* YOUR TASK
Rewrite every line from the one containing "the wooden handle" through the end of the entries, both ends included. Multiply each answer point's x and y coordinates by 2.55 and round them to whole numbers, rounding halves up. Leave every other line and number, including the sample points, unchanged, and omit the picture.

* SUPPLIED MATERIAL
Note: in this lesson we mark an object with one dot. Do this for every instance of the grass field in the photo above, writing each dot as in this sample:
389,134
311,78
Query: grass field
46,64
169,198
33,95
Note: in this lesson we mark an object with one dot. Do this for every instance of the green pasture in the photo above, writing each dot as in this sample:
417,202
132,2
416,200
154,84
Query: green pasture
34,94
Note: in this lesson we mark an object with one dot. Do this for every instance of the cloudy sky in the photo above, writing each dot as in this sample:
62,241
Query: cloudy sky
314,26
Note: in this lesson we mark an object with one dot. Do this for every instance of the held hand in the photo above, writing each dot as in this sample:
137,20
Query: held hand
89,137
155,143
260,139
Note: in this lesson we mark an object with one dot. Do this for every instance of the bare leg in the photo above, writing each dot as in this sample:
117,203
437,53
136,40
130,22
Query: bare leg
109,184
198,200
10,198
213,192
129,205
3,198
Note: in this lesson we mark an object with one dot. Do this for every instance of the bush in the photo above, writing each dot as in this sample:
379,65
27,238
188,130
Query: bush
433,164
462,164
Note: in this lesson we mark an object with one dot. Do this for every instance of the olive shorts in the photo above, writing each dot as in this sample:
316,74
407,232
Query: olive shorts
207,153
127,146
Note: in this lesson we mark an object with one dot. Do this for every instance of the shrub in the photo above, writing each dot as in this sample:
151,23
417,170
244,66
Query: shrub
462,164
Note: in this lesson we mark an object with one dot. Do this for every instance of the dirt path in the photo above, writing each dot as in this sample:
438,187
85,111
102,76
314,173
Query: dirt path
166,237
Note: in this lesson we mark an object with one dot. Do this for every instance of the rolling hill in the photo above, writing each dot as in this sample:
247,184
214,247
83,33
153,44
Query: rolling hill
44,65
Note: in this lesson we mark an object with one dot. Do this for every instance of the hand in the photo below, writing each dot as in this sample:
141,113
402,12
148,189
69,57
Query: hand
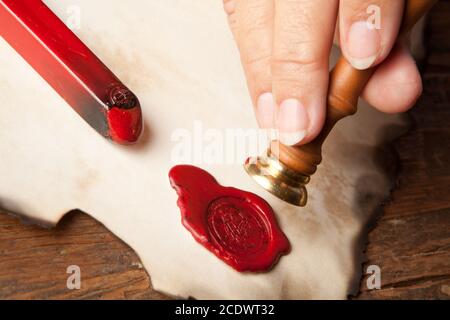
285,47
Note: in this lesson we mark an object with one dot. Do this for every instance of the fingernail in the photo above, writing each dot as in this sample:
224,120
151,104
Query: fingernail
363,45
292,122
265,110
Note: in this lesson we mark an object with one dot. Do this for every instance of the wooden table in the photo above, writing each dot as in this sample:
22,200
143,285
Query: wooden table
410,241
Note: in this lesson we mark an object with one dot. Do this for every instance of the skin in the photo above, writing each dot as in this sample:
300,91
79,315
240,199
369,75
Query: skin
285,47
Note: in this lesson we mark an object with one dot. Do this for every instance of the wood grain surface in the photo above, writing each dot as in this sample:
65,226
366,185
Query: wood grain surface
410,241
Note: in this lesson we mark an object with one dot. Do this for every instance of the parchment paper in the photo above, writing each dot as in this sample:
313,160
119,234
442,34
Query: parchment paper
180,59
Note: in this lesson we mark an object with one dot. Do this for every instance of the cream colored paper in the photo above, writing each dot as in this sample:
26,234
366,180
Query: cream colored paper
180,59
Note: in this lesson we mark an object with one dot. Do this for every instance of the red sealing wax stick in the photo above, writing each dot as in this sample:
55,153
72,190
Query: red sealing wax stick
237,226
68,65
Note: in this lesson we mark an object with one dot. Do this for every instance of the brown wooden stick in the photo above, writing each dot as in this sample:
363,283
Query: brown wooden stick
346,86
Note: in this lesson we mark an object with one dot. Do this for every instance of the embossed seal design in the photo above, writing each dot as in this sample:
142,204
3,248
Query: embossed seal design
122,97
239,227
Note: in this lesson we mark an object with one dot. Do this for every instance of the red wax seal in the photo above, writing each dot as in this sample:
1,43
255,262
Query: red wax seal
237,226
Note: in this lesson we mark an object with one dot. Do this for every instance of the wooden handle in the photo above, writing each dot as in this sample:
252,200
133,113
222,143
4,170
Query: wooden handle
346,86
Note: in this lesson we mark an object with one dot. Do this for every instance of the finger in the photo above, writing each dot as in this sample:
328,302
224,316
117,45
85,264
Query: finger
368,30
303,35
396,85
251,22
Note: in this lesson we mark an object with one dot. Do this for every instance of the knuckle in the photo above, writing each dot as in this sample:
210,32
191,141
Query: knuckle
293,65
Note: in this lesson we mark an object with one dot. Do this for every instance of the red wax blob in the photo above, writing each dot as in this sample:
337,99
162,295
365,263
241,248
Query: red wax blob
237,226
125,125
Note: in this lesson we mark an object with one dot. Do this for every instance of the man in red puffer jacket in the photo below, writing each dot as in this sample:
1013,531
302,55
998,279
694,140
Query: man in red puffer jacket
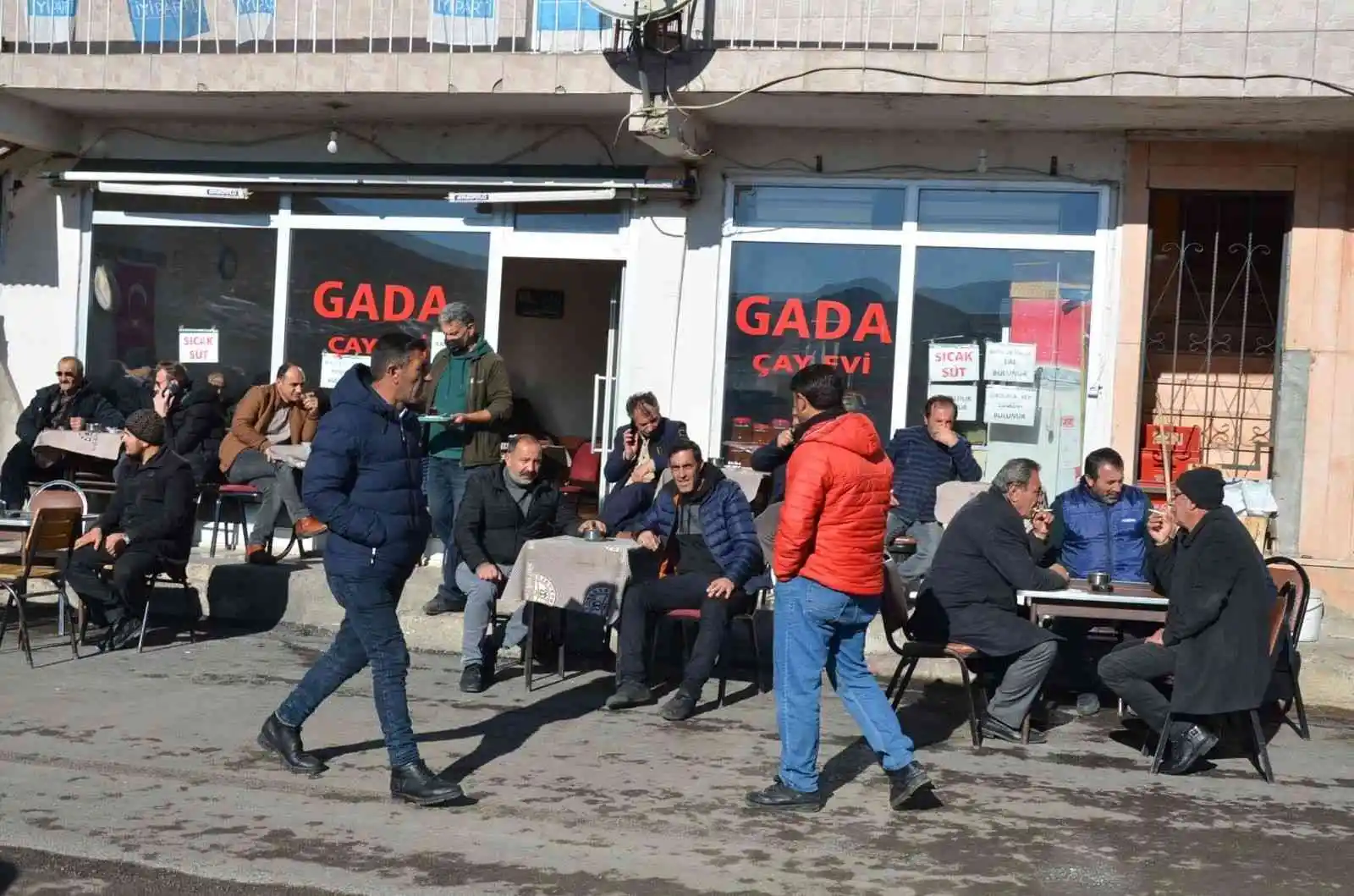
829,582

* ANSWER IN FULL
Note: in this lesson we mark an object with one dot. Do this for every instance of the wooden handle in the photo above, writing each dot as in this sample:
252,200
133,113
222,143
4,170
Query: wooden handle
882,219
Note: in this lesson we mark an object with one dot. Do this for every instance of the finger in the photo above, writing each dot as in this sample:
328,302
224,316
117,45
85,264
Query: finger
938,77
773,89
1010,217
640,56
Note: in this lesson we mark an object with one dot. Do this for every instance of the knuckle in the photo above, writing each dot as in this sample:
210,32
191,141
Query: knuckle
747,166
Note: in this lesson we mark an object with one dot. Do this for every instance of the red wax blob in the photo above, writing each dot as in this sample:
337,99
162,295
365,263
241,248
Query: red wax blob
604,576
319,319
Note: in this lesson we mark an object with one dot. Do this for every instance of the man in red puffer jacket in the photo below, writing each dot as in this sample:
1013,531
302,55
998,279
694,140
Query: man in red puffer jacket
2114,1484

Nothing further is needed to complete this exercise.